PROBLEM REQUIREMENTS.
Start at the line with "of the aerobatic" in the records below, stop at the line with "of the building", and return every line in that span exactly, the two end lines included.

Natural language region descriptions
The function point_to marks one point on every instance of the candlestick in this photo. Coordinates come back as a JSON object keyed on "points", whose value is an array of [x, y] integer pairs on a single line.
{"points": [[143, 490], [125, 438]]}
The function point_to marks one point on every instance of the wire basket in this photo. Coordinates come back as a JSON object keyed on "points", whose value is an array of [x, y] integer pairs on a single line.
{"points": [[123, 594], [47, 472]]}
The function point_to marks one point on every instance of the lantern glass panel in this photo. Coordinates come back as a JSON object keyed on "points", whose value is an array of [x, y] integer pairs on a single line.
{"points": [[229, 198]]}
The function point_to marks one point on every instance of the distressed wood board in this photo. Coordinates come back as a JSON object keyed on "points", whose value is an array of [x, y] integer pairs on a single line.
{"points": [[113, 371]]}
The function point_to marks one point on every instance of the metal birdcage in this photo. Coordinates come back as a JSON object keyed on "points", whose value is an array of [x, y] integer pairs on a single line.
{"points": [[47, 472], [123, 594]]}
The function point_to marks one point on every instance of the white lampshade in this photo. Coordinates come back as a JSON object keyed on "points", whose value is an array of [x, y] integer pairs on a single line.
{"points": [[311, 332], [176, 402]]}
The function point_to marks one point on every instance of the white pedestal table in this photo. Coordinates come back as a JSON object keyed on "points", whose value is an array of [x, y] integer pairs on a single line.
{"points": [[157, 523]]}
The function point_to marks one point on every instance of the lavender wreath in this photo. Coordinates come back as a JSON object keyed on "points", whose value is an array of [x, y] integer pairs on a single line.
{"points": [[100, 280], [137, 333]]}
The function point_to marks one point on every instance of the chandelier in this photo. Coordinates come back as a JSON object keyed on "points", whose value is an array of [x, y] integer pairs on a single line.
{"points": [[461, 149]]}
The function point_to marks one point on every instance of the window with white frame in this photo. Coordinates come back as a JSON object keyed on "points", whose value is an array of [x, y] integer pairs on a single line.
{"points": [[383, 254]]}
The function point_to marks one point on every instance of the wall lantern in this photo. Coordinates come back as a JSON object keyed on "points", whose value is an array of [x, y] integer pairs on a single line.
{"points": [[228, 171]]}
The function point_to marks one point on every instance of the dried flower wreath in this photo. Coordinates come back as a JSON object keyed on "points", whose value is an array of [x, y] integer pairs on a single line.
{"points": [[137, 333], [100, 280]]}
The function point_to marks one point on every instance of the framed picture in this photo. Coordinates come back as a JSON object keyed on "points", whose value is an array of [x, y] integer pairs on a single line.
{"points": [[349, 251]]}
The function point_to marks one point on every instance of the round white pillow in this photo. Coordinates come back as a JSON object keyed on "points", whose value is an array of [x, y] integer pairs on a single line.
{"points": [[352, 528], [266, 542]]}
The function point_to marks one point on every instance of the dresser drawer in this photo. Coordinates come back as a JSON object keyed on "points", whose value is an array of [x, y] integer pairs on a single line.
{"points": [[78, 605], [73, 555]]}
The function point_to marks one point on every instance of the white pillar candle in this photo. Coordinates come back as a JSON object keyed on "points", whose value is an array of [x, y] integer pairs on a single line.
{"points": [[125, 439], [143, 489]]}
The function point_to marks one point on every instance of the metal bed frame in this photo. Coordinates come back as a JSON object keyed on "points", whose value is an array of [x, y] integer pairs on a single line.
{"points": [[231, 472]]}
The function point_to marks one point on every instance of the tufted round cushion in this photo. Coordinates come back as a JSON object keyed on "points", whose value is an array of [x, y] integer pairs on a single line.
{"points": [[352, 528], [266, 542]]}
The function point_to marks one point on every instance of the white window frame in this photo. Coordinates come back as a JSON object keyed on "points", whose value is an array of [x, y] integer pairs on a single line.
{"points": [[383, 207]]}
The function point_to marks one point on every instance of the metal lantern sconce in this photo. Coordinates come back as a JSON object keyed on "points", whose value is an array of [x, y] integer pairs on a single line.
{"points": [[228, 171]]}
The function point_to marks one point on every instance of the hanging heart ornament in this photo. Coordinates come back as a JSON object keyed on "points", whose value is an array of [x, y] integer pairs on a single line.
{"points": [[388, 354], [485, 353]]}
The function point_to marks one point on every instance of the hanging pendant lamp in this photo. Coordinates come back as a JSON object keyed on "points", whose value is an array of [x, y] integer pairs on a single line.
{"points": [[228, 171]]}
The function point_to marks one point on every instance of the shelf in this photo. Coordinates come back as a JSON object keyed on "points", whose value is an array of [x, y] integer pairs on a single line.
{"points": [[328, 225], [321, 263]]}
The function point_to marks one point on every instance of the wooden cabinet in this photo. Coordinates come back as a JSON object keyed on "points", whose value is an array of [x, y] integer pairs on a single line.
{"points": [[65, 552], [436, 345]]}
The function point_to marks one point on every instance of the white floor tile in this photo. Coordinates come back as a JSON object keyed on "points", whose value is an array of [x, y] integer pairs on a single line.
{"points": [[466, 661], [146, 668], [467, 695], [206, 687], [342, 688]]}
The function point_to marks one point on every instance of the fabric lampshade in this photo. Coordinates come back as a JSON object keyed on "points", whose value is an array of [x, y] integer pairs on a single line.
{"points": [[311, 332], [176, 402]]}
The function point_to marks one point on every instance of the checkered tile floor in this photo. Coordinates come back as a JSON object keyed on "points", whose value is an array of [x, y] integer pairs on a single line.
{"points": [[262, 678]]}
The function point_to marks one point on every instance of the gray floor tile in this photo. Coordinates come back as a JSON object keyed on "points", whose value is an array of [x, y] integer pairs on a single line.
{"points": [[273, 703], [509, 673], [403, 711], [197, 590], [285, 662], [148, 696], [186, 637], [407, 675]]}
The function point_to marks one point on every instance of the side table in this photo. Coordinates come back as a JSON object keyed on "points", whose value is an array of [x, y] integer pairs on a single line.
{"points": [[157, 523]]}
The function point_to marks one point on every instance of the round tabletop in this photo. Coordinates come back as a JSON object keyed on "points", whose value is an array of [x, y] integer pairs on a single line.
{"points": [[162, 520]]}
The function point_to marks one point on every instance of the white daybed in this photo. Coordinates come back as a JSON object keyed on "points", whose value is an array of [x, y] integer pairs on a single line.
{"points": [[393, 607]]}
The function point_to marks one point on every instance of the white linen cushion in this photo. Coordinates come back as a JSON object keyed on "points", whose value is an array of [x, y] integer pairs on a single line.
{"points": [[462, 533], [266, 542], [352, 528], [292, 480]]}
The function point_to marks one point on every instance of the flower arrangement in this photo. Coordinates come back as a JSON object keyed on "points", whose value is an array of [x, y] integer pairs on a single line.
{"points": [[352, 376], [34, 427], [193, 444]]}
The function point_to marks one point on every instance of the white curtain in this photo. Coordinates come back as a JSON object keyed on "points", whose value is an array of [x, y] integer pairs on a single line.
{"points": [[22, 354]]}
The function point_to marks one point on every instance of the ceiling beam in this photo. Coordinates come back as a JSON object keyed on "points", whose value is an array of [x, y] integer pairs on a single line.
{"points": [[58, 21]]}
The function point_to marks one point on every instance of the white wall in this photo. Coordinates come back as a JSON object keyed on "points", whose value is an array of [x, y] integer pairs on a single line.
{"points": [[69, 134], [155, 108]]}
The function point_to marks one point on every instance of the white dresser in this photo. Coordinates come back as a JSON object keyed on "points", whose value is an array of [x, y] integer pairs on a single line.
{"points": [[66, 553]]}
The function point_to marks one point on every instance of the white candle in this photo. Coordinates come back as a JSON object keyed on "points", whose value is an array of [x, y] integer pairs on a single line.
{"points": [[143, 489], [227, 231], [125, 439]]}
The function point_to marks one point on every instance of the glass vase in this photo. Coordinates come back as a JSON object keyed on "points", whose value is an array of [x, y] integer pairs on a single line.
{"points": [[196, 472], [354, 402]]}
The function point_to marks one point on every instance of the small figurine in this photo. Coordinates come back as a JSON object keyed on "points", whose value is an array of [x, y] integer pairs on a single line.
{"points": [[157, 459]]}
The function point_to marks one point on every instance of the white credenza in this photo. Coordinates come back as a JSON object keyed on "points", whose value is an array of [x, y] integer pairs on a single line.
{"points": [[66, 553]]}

---

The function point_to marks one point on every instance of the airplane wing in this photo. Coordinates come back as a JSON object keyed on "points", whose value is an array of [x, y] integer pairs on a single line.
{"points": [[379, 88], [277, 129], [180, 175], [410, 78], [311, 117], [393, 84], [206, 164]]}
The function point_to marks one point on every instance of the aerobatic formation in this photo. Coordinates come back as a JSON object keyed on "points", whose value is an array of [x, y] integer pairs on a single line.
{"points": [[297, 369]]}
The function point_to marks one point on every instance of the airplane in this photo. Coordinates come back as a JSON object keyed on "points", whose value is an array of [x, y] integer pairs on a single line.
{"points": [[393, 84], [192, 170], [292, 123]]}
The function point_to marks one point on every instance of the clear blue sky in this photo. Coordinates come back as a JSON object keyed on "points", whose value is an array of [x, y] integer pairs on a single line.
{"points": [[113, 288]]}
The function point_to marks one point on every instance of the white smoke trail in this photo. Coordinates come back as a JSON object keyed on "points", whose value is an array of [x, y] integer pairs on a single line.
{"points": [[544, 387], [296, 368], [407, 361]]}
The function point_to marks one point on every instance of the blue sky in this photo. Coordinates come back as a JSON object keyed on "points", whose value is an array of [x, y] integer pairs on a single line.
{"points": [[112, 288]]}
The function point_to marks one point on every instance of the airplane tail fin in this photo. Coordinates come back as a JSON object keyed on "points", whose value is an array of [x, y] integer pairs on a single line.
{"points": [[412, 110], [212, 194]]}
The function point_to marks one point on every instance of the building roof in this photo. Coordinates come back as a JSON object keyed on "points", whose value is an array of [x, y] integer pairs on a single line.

REPLY.
The function point_to marks one point on every instance of the aerobatic formation in this photo. Coordinates come back as a JSON object keyed on "points", whose value is an array of [x, y] integer pairs on a single line.
{"points": [[297, 369]]}
The function point_to marks one point on every instance of the airplane in this photo. Coordinates come back as a JSON object keyed on "points", whose value is an array of [x, y] integer pairs on a single line.
{"points": [[393, 84], [192, 170], [292, 123]]}
The function point_to marks one point on every instance of the clear blue sky in this photo. Coordinates come back as a JSON object keyed on "points", whose value is an array of [x, y] integer pairs on a single line.
{"points": [[113, 288]]}
The function point_to marks one point on every instance of the white smoke trail in this photo. Coordinates come back as a JSON object keyed on "points", whose value is an array of [x, y] integer pairs on a single line.
{"points": [[544, 387], [296, 368], [407, 361]]}
The function point_to marks one point on every instance of the blue sky in this photo. Coordinates come back as a JSON object keyed on "points", whose value is an array of [x, y] integer pairs on a single line.
{"points": [[112, 288]]}
The function point_to marks one point on every instance of the airplane tail fin in this photo. Coordinates come back as a JSON object keyed on "points", whose value is an array of [x, y] integer pairs on a single line.
{"points": [[412, 110], [212, 194]]}
The function point_to marks one point on every instance of the building roof in this photo. Coordinates come back as a JSON object keyed on "points", whose value is an array of [x, y] integer pairs on a single line.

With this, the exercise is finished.